**Requirement**
Write out exactly the lines running from the line that includes "Where can the white robe" to the end of the data, both ends included, and nothing besides.

**Information supplied**
+ + + + + + +

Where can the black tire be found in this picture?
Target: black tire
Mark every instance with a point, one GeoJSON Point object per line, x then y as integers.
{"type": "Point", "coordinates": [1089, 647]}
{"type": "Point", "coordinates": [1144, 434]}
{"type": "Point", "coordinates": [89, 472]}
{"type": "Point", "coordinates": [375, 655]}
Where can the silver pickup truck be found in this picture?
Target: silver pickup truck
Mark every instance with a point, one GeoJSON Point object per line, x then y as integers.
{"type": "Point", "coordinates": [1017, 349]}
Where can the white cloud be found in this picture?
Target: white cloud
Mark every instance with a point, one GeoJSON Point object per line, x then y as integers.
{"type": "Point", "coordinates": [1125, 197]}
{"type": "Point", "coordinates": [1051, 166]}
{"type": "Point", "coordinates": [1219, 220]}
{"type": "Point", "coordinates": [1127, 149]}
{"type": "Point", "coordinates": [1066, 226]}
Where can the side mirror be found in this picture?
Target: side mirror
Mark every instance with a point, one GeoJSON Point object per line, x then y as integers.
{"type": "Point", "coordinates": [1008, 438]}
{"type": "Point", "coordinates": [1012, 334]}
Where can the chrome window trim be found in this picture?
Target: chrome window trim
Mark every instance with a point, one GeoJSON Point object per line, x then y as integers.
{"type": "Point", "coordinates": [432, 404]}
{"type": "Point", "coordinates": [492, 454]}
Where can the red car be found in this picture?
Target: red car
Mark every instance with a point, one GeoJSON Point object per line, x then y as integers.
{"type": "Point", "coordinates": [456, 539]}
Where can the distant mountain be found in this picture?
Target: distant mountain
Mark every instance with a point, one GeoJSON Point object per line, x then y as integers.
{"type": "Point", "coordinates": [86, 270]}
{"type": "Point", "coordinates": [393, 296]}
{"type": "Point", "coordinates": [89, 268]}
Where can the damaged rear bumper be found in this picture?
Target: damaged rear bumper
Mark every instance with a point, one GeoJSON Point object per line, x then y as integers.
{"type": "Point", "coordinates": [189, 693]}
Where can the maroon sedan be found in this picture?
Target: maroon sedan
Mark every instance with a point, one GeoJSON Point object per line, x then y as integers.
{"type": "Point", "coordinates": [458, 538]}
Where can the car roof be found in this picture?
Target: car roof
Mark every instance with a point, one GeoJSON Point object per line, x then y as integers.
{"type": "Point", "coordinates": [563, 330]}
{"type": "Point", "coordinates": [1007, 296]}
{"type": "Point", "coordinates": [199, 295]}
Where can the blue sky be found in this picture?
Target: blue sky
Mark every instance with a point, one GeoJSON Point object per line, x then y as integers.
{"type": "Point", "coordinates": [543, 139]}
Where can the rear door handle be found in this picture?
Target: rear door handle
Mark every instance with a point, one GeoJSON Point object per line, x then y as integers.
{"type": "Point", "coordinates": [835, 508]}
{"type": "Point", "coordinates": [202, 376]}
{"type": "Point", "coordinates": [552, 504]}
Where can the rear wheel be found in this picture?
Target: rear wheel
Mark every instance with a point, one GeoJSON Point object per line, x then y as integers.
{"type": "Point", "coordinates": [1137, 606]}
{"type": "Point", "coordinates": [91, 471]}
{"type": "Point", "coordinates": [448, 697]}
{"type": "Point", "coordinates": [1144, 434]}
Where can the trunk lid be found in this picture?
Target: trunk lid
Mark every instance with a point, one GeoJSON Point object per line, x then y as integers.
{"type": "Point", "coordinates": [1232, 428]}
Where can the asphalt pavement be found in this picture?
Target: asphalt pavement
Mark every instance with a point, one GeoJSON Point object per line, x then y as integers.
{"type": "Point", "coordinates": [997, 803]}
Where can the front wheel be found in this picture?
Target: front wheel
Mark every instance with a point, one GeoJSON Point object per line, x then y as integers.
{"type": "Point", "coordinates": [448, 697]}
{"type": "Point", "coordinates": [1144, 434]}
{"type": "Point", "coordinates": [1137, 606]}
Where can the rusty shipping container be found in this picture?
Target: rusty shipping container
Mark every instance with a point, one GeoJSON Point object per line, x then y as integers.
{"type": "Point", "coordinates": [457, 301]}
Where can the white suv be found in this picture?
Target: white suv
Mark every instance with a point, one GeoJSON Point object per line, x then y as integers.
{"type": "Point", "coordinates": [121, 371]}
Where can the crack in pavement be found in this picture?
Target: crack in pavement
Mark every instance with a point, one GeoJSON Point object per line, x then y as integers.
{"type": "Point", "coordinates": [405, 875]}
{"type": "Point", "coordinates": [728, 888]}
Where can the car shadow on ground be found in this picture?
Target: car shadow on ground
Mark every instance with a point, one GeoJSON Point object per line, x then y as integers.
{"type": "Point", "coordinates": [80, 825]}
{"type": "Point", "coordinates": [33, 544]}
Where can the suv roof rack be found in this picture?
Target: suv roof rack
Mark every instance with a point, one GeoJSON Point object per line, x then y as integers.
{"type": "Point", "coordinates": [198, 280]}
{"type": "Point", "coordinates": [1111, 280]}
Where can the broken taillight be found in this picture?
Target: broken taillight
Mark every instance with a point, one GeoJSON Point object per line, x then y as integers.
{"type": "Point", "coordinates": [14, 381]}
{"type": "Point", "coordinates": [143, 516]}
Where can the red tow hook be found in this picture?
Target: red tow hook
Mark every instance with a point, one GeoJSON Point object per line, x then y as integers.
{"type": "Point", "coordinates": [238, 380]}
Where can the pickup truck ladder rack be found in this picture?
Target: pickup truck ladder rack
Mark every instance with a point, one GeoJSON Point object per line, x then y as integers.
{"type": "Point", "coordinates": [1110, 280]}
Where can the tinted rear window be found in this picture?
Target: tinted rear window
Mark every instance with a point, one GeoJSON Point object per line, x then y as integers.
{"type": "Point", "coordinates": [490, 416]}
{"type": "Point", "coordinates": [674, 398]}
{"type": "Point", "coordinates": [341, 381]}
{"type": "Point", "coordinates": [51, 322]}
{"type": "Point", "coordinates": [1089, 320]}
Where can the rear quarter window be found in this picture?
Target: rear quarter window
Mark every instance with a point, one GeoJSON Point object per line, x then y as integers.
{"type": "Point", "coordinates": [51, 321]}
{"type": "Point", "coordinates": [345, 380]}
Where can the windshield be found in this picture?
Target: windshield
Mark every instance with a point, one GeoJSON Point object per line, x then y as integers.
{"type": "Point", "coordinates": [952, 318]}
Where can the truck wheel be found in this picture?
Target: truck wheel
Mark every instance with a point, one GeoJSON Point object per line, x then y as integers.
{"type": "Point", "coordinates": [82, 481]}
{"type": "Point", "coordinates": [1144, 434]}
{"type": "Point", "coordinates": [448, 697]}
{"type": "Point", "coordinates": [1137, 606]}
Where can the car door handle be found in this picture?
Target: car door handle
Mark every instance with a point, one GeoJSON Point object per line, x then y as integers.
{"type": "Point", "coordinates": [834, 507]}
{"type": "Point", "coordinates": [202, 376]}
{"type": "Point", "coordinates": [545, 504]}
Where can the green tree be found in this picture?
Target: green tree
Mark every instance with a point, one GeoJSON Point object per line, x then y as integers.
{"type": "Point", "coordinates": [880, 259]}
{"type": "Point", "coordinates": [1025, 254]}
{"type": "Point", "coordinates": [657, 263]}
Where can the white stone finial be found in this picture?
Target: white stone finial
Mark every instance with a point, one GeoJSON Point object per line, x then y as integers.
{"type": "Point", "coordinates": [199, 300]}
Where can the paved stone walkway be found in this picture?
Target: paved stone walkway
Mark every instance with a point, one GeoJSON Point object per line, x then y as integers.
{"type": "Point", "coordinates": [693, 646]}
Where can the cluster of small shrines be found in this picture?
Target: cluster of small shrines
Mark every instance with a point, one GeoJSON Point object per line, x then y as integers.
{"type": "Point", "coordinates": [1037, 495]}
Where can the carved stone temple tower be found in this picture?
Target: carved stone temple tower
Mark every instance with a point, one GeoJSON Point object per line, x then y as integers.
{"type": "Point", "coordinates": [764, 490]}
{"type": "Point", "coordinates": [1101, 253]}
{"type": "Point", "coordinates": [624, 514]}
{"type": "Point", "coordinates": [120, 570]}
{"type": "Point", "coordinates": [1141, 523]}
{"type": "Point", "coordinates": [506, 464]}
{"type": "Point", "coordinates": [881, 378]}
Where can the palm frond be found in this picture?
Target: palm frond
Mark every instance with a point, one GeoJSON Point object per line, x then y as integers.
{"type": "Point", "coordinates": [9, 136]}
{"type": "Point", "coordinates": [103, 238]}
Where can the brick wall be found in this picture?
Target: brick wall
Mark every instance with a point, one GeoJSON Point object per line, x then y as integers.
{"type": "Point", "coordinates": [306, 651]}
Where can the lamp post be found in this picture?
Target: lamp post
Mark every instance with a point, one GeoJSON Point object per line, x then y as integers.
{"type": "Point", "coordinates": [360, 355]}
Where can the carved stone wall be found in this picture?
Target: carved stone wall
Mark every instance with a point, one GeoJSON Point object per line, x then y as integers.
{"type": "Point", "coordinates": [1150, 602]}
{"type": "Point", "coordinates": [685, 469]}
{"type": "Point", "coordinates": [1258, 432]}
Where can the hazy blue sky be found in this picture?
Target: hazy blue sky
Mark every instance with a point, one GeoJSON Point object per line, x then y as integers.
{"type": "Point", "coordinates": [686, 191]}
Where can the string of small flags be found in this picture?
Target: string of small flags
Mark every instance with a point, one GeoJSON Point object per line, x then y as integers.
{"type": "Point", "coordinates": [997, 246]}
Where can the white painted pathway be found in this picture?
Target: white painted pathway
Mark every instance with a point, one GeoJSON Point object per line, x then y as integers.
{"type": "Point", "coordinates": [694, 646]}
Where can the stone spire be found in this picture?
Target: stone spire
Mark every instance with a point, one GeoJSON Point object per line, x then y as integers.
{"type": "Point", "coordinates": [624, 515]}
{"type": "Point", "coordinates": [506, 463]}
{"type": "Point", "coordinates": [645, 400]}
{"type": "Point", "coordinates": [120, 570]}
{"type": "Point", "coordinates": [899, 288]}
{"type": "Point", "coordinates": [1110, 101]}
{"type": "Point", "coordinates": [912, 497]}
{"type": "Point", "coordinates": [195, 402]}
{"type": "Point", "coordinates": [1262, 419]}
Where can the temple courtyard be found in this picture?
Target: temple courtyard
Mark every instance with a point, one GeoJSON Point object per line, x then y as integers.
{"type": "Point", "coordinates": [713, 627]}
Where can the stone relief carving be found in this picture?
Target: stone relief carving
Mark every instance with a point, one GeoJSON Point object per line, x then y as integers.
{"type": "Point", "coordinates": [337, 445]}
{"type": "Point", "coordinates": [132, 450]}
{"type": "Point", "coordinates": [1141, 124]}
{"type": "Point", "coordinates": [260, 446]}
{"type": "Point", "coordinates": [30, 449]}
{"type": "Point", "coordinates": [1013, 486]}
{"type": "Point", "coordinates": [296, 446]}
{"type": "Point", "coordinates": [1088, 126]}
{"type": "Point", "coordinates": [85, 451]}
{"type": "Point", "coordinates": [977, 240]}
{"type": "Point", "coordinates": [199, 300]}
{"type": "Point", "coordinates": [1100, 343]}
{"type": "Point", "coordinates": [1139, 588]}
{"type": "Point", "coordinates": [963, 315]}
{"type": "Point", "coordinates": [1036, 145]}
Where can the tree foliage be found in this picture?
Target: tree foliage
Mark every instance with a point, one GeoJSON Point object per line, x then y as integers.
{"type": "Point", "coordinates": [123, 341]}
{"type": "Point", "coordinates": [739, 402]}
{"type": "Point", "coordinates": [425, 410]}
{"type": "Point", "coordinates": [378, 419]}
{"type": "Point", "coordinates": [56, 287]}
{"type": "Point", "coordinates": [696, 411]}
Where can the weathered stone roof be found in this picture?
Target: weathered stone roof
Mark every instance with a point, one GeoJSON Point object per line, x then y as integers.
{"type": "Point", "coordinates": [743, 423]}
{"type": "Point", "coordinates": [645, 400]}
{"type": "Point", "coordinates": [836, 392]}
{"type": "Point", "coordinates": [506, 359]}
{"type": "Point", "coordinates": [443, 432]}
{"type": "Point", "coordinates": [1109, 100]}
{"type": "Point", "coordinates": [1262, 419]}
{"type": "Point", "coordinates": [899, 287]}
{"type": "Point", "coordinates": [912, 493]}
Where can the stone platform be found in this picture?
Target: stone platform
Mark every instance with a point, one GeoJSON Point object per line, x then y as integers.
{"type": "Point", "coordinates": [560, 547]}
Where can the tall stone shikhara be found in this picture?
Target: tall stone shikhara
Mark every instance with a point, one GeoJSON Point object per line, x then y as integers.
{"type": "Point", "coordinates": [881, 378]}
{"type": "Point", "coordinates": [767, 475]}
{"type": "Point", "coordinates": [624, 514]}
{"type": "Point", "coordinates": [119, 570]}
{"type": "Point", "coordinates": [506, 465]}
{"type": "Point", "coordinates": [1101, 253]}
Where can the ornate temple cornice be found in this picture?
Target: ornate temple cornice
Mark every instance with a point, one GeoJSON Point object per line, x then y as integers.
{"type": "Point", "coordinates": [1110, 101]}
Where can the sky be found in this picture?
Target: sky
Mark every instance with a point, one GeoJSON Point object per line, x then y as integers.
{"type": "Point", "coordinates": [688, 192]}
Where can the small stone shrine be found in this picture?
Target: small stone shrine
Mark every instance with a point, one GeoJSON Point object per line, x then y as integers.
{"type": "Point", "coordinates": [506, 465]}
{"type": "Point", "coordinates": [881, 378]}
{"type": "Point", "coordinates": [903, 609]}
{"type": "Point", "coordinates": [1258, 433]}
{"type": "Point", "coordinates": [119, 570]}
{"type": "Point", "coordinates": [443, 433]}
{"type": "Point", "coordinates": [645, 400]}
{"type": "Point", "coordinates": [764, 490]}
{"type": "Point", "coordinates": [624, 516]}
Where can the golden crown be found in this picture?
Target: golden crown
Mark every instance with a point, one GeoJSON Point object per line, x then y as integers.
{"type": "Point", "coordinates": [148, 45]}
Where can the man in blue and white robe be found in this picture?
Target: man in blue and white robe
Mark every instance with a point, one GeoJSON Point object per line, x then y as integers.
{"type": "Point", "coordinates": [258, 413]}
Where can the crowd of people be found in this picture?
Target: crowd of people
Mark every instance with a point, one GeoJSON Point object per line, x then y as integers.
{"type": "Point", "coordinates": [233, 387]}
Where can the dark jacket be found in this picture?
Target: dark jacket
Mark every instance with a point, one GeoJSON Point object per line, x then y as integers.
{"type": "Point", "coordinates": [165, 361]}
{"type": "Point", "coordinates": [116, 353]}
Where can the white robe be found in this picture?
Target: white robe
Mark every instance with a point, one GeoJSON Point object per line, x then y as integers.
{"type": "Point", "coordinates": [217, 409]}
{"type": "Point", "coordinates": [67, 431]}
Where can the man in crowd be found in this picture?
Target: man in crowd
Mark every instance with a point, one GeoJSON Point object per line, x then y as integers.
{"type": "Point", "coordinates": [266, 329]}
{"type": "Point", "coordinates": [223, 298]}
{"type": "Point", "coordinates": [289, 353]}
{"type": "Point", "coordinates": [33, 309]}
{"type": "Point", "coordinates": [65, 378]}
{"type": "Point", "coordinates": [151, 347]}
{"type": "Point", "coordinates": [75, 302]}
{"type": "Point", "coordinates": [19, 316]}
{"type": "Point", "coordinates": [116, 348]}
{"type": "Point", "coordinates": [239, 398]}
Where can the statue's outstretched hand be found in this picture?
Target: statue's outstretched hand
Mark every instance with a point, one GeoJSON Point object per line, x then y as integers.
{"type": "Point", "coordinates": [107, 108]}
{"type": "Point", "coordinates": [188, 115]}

+ + + + + + +

**Solution for this exercise**
Where can the white robe be found in this picture?
Target: white robe
Mark every instance with a point, one GeoJSON Point object per line, x then y as integers.
{"type": "Point", "coordinates": [217, 409]}
{"type": "Point", "coordinates": [67, 431]}
Where can the man in crowd be found in this picture?
Target: man in crowd
Mark every instance with a point, one GeoJSON Point object per line, x then y as integers.
{"type": "Point", "coordinates": [266, 329]}
{"type": "Point", "coordinates": [223, 298]}
{"type": "Point", "coordinates": [289, 353]}
{"type": "Point", "coordinates": [33, 309]}
{"type": "Point", "coordinates": [65, 378]}
{"type": "Point", "coordinates": [151, 347]}
{"type": "Point", "coordinates": [75, 302]}
{"type": "Point", "coordinates": [19, 316]}
{"type": "Point", "coordinates": [116, 348]}
{"type": "Point", "coordinates": [239, 398]}
Where can the statue's outstretched hand be found in this picture?
Target: statue's outstretched hand
Mark every instance with a point, one GeoJSON Point object per line, x then y as integers.
{"type": "Point", "coordinates": [107, 108]}
{"type": "Point", "coordinates": [188, 115]}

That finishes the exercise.